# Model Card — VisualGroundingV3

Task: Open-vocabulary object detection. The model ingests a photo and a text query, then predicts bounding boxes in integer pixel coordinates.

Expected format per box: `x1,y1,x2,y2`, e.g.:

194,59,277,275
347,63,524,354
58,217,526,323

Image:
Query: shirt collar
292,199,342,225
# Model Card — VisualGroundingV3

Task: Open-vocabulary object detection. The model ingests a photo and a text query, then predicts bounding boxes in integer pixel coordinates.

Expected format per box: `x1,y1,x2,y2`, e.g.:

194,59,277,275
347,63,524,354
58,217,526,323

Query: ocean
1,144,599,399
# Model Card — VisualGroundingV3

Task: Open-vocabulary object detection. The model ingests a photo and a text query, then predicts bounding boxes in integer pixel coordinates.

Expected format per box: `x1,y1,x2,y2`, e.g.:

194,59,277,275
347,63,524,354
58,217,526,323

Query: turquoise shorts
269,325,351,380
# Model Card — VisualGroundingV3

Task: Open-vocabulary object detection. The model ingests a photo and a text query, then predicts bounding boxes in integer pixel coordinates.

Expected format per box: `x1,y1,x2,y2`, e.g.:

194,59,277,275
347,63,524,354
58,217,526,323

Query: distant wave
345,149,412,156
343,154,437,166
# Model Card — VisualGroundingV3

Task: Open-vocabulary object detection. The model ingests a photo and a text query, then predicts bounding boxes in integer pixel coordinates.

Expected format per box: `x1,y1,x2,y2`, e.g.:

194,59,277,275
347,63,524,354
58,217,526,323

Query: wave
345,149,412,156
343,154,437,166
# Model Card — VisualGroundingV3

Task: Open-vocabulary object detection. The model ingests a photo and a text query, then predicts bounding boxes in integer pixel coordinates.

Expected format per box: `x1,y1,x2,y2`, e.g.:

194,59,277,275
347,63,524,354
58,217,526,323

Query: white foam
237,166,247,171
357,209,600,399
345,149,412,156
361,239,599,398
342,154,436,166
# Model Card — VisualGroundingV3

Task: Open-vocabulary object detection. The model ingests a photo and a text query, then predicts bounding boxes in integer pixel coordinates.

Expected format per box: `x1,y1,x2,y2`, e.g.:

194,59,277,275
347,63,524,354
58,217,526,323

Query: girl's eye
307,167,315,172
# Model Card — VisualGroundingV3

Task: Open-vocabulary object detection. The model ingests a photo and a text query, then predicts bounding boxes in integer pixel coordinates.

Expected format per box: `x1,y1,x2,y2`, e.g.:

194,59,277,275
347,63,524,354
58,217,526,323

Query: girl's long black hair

**What the task requires:** Quote all of the entries verbatim.

**Final answer:**
# Model Card — VisualGroundingV3

Task: Open-vocabulary object detection. The model ingests a photo and a text query, then predicts bounding boxes in integer pixel coordinates.

Expected format per box: `x1,y1,x2,y2`, e.g.:

194,59,277,275
347,63,524,354
58,217,526,323

Image:
Query: shirt collar
292,199,342,225
# Model Card — VisualGroundingV3

Task: Open-vocabulary object detection. The model ingests a photo and a text query, then predicts bounding boxes in integer pixel coordinates.

Expected format per box: `x1,y1,x2,y2`, e.g.:

194,59,277,275
347,63,524,354
58,217,526,323

Query: ocean
1,144,599,399
# Model Card — VisualGroundingV3

Task: Open-vocabulary object detection. The model ingests a photo and a text query, then predicts bounding boxes in integer pixel coordinates.

Expected format per box: `x1,y1,x2,y2`, e.g.:

194,59,277,275
347,63,524,354
58,217,526,323

Query: turquoise shorts
269,325,351,380
# Model Card — VisualGroundingV3

Task: Open-vocabulary object detection. The model ingests a photo and a text query, then predicts bounding boxes in integer pixel coordinates.

Expected format per box: `x1,y1,x2,y2`, e.g.:

194,59,277,275
347,63,524,354
58,217,526,323

Query: distant wave
345,149,412,156
343,154,437,166
# Model Card — VisualGroundingV3

Task: Open-vocabulary object detection. The model ingests a photo and a text query, then predicts bounding boxes in integer pixel coordinates.

Expected format per box: `x1,y1,x2,y2`, e.g.:

194,59,277,275
347,63,524,354
58,217,526,323

Query: wave
345,149,412,156
343,154,437,166
# Model Card — VisualGroundingV3

Task: Open-vocabulary object detection. The model ingests a photo and a text query, then predicts bounding boxes in integer pixel coordinates.

Expected format per box: `x1,y1,x2,y2`, e.g.:

194,59,277,275
347,63,524,354
58,217,526,323

Query: white foam
237,166,247,171
357,209,600,399
345,149,412,156
361,239,599,398
342,154,436,166
# Model Card — VisualGroundingV3

Task: Open-vocabulary object detection. The model ingests a photo and a text query, then predicts bounding boxes in integer pixel coordinates.

Expected format per box: `x1,y1,x2,y2`, e.g.:

194,59,277,275
347,63,524,354
58,217,526,323

Query: girl's eye
307,167,315,172
# Model Card — VisualGroundingV3

Task: Open-vocabulary object detection. The model ingests a photo and a text query, then predicts bounding boxes in integer pixel coordinates.

Expected format per box: `x1,y1,x2,y2`, e.g.:

194,59,277,275
347,63,524,354
58,217,526,323

Query: girl's long black hair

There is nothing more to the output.